* **Data**
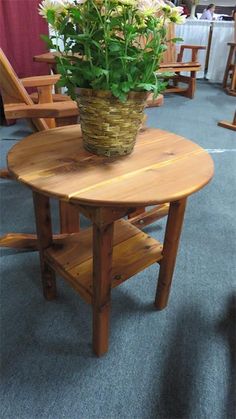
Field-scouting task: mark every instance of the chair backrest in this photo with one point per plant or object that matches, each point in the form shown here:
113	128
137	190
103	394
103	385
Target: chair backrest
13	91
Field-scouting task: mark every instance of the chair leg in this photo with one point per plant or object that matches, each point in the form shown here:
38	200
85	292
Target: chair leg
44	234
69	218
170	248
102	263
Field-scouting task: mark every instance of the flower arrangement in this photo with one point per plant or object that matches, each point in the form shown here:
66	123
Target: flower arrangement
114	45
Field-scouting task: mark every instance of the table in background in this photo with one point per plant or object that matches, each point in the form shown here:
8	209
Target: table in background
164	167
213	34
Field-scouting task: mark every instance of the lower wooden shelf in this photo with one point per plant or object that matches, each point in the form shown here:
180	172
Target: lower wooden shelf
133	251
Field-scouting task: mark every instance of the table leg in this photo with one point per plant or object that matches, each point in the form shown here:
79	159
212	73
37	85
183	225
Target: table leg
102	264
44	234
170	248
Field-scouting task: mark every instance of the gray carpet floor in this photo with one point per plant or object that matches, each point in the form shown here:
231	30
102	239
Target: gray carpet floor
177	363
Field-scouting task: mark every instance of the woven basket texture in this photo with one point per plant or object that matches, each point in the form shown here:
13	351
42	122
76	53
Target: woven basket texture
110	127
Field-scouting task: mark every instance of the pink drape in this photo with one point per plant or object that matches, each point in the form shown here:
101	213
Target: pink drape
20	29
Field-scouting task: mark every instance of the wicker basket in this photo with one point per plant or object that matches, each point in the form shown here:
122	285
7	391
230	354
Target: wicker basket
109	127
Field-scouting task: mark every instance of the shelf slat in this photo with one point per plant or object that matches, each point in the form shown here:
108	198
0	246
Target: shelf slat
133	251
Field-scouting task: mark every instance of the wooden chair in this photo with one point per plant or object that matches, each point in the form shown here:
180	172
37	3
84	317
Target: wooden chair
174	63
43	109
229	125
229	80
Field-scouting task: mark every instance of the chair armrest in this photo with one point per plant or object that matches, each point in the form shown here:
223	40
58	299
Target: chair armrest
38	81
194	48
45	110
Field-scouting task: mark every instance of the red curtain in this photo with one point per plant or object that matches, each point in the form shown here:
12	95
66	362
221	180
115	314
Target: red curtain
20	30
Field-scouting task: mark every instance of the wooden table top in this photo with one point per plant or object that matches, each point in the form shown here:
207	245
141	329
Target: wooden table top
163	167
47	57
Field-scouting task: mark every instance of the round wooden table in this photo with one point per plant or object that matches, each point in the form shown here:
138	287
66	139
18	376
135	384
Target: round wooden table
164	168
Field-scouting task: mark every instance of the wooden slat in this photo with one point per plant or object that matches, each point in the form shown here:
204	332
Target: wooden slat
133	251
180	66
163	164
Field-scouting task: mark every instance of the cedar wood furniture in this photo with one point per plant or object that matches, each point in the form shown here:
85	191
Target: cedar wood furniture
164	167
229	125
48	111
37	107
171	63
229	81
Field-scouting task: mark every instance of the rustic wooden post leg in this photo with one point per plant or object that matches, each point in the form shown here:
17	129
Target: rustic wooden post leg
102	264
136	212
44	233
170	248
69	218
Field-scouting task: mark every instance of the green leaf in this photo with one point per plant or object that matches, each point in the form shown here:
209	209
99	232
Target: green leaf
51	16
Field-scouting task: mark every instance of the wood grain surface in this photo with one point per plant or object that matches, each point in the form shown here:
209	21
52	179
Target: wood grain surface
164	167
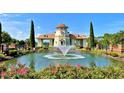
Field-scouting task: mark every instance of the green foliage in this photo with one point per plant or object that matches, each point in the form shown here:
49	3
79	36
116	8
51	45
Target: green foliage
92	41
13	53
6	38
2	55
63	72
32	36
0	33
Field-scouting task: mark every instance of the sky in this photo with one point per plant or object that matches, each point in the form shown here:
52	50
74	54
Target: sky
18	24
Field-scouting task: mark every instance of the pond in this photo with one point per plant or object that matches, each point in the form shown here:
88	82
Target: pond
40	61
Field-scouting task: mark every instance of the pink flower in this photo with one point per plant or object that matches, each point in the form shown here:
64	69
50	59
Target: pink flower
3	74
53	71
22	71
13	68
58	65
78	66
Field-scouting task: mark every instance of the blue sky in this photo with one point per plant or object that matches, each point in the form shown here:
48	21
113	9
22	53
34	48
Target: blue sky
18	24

* **Task goal**
Please transcribe the listing exactly as it stands, but omit its pictures.

* **Problem solution**
Field-scouting task: mark every instance of the chair backrest in this photo with one point per plant or object that matches, each point in the form shown here:
113	128
137	190
103	394
103	385
Target: chair backrest
13	91
Field-scouting task: mark every instance of the chair leg in this photo with one point per plant or object that matches, each point in the form shown here:
38	200
85	292
Target: chair leg
44	234
69	218
170	248
102	263
Field-scouting task: mark every instance of the flower arrangement in this photo with one point per plant or object that matches, each point in the form shown here:
66	123
Target: flower arrangement
114	45
Field-scouting task: mark every instance of the table in background in this photo with one point per plant or object that matches, each point in the form shown here:
8	209
Target: table in background
164	167
213	34
Field-scouting task: mark every instance of the lower wooden shelf in this photo with one point per plant or object that matches, each point in the form shown here:
180	172
Target: lower wooden shelf
133	251
Field-scouting task: mark every instance of the table leg in this photo with one point per plant or object that matches, each point in the form shown here:
79	159
212	73
37	85
183	225
Target: table leg
102	264
44	234
170	248
Field-scouting task: mark every instance of the gray carpet floor in this photo with one point per plant or object that matches, each point in the form shown here:
231	30
102	239
Target: gray carpet floor
177	363
Field-scouting task: mark every instance of the woven basket texture in this photo with one point per plant or object that matches, each point in the form shown here:
13	351
42	122
76	53
Target: woven basket texture
110	127
Field-scouting task: mark every instance of the pink drape in this photo with one point per plant or object that matches, each point in the form shown here:
101	213
Target: pink drape
20	29
Field-scouting task: mark every instance of the wicker basket in this photo with one point per plant or object that matches, each point in the form shown here:
122	285
7	391
230	354
Target: wicker basket
109	127
Field-scouting task: mark every instance of the shelf slat in this photo with one point per plant or object that matches, each point in the form shown here:
108	198
0	246
Target: shelf slat
133	251
Field-scouting task: mark every instance of the wooden chair in this photo with one point per plant or object that matches, each point in the form shown here:
180	172
37	3
84	317
Target: wooden chair
174	63
43	109
229	125
229	80
Field-scouting task: mark every instance of the chair armrest in this photo with one point per plant or object that matches, each point in the form shown here:
223	40
58	299
Target: chair armrest
38	81
194	48
45	110
Field-scouting task: mark every instance of the red curtain in this photo with one point per plant or object that matches, each point in the form shown here:
12	95
66	362
221	180
115	314
Target: red curtain
20	30
Field-scouting task: mark every instance of the wooden table top in this photo with one point per plant or object that matches, each point in the form shown here:
207	245
141	329
Target: wooden table top
163	167
47	57
Field-scouting task: mark every instance of the round wooden table in this photo with one point per plant or object that matches, each point in the form shown here:
138	287
66	139
18	376
135	384
Target: round wooden table
164	168
Field-scouting task: mark every instance of the wooden slat in this photo with one point per plant or object that matches, each point in the form shown here:
204	332
Target: wooden slat
133	251
180	66
163	164
Field-scouting task: mark every instance of the cedar wood furniture in this photo with one point per plant or object that matches, each point in the form shown here:
85	191
Target: cedar wood furniture
164	167
229	125
48	111
37	107
171	63
229	81
Field-scouting task: mark every instance of the rustic wooden post leg in this photo with one point per plant or object that matches, each point in the form shown here:
17	129
Target: rustic wooden post leg
102	264
136	212
44	233
170	248
69	218
Field-scouting task: mark every instance of the green leaf in this photo with one point per plant or object that matches, each point in the form shown here:
209	209
99	232
Target: green leaf
51	16
Field-scouting task: mark every instance of the wood grain surface in this photo with one point per plant or object that matches, each point in the form shown here:
209	21
52	179
Target: wood grain surface
164	167
Field-scouting task: mark every instance of the green foliage in this photo with one point per plant or object that matches, each point in the form shown here:
49	3
79	36
116	8
51	45
Target: green foliage
92	41
13	53
6	38
2	55
63	72
32	36
0	33
Field-scouting task: mark every instance of the sky in this photo with one point per plant or object that matches, each point in the form shown here:
52	50
74	54
Target: sky
18	24
Field-scouting task: mark every instance of the pond in this photo with one point per plant or object that matches, each point in the form shown here:
88	82
Target: pond
40	61
Field-scouting task: mark every instance of the pink flower in this photo with one point per plant or object that matches, each point in the form shown here:
64	69
50	59
Target: pink flower
3	74
53	71
22	71
13	68
58	65
78	66
Field-scouting task: mark every instance of the blue sky in this photo with one point per plant or object that matches, each point in the form shown here:
48	21
113	9
22	53
34	48
Target: blue sky
18	24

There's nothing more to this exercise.